# At what age does a powerlifter reach their peak?



## verve (Sep 10, 2003)

Was just reading about this guy

http://en.wikipedia.org/wiki/Naim_Suleymanoglu

and it seems once he reached his 30's he wasn't so good anymore. So what age do powerlifters and olympic lifter etc. reach their peak?


----------



## Lauren (Jan 20, 2005)

I know some guys who are about 34 ish and have just hit their peak regarding powerlifting.

So I think it depends on the person really, can't average an age.


----------



## youngun1436114498 (Jan 28, 2005)

well nigel wilding from llanelli (3 times world powerlifting champ) is 51 this year and is still at his peak lol:lift:


----------



## hackskii (Jul 27, 2003)

30-35 is what I always heard.

My best bench was at a ripe old age of 44.

Then I banged some juice and wiped out my personal best by 50lbs

Then got an injury so now im down

Now, I think for the guy that is lifting and not pushing the heavy stuff for lets say 30 years I feel the guy in his thirties should not have a problem at all beating his personal bests.

But you have to be smarter too.

More time for recouperation and stuff.

I think winger is stronger than ever and he is 45


----------



## samurai691436114498 (Jan 6, 2005)

Im still getting stronger at 42, i reckon 45 - 50 will be the tops


----------



## Timmy Smooth (Nov 24, 2004)

OK - so what about the age that people get into powerlifting? I know for swimming that to have any chance at competing at international level you'd have to be training in a competitive environment from at least age 5.....


----------



## dk246 (Jun 19, 2004)

youngun said:


> well nigel wilding from llanelli (3 times world powerlifting champ) is 51 this year and is still at his peak lol:lift:


good old nige flexing at 50 lol 270 - 300 dead 180 bench and 250 squat  cnt fault the big fella


----------



## chris jenkins (Aug 14, 2004)

Nigel Wilding, world champion at what weight?


----------



## dk246 (Jun 19, 2004)

100kg and 110kgs with the bpo, big nige from the ymca in llanelli chris


----------



## Justin Hurley (Feb 14, 2005)

I have heard it touted that 40 years old, but can you stay injury free until then without also burning out. Also if you use gear and abuse it in your younger years, you won't be able to stay competive at 40, because gear just ain't going to work the same anymore.

——

* [Your tasks]:
• 1. From the forum thread, list each lift that dk246 gives a figure for when describing Nigel Wilding, along with that figure.
• 2. Repeat the passage of the forum thread starting with "OK - so what" and going on through "least age 5.....".

* [Dataset section]:
——

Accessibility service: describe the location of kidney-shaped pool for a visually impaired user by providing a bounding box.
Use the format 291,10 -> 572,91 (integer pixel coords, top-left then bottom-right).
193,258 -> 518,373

——

* [Solutions to the problems]:
• 1.
dead: 270 - 300
bench: 180
squat: 250

• 2.
OK - so what about the age that people get into powerlifting? I know for swimming that to have any chance at competing at international level you'd have to be training in a competitive environment from at least age 5.....